[Start of section]

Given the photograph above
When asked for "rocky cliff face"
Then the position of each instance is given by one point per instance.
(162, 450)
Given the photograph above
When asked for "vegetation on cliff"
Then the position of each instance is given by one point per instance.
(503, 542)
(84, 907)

[End of section]

(WORK REQUEST):
In the records, how many lines have the word "cliff" in them? Only the number is needed.

(YOUR SOLUTION):
2